“It ranks among the finest inclusive heritage projects I have seen.” Simon Timms, Heritage Lottery Fund
“The Children's Poly-Olbion, easily the most important academic project on the planet.” John Armstrong, poet
From 2013 to 2015, we created and delivered the Children’s Poly-Olbion project, a paragidm-shifting collaboration in educational outreach, joint funded by the Arts and Humanities Research Council and the Heritage Lottery Fund, between Flash of Splendour, the Royal Geographical Society and the University of Exeter.
Rolled out within Special Educational schools across the UK, working with hundreds of children with disabilities ranging from cerebral palsy to severe autism, the project introduced children to Michael Drayton’s (1563-1631) vast topographical poem of Britain, Poly-Olbion (1612; 1622), and its accompanying maps by William Hole. Drayton was a close associate of Shakespeare and Ben Jonson, and his Poly-Olbion crystallizes early modern ideas of nationalism, history and memory. As such, the project offers more than access to a poetic study of the land, but a way for disabled children to strengthen and assert their own sense of identity and topographical belonging. In this way, it revolutionizes the possibilities of university outreach, not only allowing research insights to trickle down, but to cause significant and positive social change.

## Location labeling records
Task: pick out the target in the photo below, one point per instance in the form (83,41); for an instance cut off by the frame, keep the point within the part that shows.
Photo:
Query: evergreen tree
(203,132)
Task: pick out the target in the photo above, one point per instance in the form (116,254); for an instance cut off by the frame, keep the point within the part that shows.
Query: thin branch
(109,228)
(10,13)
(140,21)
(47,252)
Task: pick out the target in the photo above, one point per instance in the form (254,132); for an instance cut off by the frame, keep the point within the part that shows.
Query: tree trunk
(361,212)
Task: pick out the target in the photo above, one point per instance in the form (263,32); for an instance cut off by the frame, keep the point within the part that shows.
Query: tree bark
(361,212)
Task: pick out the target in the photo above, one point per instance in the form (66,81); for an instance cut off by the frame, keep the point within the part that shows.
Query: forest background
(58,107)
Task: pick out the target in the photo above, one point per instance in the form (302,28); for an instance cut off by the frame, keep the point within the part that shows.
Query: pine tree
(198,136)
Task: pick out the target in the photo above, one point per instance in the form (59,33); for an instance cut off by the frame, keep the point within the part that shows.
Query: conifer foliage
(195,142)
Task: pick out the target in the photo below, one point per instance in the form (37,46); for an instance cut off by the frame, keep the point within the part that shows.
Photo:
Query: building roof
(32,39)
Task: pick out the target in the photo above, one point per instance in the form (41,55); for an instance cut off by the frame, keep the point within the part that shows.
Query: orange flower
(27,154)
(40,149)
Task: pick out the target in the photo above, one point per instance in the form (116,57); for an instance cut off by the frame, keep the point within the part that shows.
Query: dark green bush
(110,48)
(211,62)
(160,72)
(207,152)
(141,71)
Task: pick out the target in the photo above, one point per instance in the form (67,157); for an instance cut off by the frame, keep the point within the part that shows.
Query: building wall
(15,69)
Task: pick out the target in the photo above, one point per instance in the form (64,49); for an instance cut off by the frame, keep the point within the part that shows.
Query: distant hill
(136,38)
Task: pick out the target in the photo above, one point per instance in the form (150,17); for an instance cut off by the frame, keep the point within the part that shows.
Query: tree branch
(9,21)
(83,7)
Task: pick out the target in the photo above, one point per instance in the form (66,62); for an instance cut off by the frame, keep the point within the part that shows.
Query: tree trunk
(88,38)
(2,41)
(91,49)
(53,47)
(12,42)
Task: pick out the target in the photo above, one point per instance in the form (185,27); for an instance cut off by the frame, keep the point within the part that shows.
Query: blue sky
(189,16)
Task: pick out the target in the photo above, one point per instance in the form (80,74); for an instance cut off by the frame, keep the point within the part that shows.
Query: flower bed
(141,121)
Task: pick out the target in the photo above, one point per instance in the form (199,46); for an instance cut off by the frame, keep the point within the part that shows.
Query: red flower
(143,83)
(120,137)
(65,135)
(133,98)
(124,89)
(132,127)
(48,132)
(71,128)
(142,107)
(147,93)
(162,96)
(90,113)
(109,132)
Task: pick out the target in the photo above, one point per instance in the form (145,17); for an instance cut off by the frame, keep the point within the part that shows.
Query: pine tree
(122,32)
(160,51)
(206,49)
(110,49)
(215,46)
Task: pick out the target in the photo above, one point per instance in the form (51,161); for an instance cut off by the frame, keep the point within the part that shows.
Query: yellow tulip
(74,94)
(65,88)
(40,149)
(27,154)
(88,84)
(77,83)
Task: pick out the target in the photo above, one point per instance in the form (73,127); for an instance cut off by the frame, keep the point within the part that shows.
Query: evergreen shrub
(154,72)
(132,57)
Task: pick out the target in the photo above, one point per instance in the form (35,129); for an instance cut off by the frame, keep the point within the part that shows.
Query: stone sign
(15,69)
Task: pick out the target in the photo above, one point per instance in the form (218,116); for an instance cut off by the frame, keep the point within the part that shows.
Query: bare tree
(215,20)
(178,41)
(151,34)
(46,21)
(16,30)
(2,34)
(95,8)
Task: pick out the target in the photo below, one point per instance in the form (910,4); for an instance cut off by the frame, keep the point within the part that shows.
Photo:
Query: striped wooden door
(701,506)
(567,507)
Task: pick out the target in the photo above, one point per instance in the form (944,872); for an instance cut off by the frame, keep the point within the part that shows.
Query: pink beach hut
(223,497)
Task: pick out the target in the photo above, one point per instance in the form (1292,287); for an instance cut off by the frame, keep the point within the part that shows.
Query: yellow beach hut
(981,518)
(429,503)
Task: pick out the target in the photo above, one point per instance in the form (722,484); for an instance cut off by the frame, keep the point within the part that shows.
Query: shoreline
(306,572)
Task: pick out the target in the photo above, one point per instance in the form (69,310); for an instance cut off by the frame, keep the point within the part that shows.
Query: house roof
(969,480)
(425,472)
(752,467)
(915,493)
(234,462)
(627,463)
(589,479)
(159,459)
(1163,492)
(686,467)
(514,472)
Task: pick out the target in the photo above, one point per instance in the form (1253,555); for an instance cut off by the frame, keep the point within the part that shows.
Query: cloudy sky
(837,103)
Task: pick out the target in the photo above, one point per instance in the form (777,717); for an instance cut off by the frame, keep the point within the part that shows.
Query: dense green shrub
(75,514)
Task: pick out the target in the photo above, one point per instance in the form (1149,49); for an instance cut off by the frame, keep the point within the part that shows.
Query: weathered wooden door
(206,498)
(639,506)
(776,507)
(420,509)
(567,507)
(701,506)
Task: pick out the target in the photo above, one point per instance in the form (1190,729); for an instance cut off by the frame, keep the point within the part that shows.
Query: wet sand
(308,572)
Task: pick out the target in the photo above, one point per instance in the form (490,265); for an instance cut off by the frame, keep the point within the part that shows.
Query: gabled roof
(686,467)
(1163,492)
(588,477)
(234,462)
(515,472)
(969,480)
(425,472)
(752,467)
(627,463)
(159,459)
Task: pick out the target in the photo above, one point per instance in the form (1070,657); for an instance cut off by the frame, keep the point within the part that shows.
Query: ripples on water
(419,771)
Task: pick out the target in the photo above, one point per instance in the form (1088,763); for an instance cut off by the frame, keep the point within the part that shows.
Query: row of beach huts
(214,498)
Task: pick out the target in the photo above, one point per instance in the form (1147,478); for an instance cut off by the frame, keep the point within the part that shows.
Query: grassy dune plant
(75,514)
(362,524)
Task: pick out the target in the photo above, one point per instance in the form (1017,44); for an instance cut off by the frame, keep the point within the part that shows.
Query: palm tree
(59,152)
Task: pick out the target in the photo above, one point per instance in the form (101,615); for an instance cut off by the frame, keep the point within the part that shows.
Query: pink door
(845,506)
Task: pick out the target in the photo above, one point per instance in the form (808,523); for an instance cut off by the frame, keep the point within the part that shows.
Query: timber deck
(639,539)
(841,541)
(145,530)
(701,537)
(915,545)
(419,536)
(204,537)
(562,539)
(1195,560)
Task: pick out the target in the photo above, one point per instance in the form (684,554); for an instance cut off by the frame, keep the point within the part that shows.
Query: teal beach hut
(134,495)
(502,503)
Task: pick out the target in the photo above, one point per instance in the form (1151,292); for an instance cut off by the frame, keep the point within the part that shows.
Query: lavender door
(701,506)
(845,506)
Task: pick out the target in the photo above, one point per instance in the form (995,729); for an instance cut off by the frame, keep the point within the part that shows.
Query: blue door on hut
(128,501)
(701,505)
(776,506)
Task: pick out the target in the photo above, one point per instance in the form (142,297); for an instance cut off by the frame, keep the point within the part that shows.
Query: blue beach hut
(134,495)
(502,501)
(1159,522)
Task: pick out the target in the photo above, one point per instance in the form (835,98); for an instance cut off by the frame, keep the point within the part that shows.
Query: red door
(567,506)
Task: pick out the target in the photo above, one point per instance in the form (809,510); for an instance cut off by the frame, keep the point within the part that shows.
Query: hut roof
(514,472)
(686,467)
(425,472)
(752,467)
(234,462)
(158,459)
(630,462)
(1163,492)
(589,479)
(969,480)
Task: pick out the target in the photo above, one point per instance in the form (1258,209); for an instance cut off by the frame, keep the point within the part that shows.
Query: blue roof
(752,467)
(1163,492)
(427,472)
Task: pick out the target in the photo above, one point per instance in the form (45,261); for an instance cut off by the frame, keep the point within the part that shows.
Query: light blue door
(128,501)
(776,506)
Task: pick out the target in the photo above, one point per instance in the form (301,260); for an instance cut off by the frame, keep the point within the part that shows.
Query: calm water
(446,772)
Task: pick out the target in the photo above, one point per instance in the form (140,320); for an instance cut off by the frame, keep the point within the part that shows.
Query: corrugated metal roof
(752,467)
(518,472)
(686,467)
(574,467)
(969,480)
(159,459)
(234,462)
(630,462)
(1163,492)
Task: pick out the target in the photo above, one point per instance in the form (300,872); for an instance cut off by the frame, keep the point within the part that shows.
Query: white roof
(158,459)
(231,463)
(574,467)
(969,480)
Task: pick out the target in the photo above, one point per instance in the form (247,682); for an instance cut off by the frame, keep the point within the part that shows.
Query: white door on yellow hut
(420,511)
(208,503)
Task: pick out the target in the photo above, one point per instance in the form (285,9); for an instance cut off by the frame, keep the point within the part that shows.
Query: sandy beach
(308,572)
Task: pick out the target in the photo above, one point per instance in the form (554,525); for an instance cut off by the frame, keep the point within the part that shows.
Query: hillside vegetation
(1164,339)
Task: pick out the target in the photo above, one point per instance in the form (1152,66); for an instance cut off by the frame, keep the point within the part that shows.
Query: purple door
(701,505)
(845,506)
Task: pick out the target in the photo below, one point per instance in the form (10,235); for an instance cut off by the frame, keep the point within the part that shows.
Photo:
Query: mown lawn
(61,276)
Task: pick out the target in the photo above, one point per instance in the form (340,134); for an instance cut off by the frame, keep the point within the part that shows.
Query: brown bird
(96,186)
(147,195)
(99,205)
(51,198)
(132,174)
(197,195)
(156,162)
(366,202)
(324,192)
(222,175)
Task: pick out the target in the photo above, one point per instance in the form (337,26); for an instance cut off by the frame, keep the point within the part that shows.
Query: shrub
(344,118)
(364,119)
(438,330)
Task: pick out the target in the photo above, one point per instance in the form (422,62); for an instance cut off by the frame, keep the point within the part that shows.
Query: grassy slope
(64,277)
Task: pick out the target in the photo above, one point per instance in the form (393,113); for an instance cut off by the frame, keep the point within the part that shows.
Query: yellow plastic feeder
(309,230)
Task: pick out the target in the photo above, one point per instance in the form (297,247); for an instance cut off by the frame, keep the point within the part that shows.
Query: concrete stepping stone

## What you will do
1. Reproduce the Children's Poly-Olbion text between "Rolled out within" and "positive social change.", inclusive, swapping "maps" for "charts".
2. According to the Children's Poly-Olbion text, which two bodies jointly funded the project?
This listing was taken from a separate source.

## Answers
1.
Rolled out within Special Educational schools across the UK, working with hundreds of children with disabilities ranging from cerebral palsy to severe autism, the project introduced children to Michael Drayton’s (1563-1631) vast topographical poem of Britain, Poly-Olbion (1612; 1622), and its accompanying charts by William Hole. Drayton was a close associate of Shakespeare and Ben Jonson, and his Poly-Olbion crystallizes early modern ideas of nationalism, history and memory. As such, the project offers more than access to a poetic study of the land, but a way for disabled children to strengthen and assert their own sense of identity and topographical belonging. In this way, it revolutionizes the possibilities of university outreach, not only allowing research insights to trickle down, but to cause significant and positive social change.

2. The Arts and Humanities Research Council and the Heritage Lottery Fund.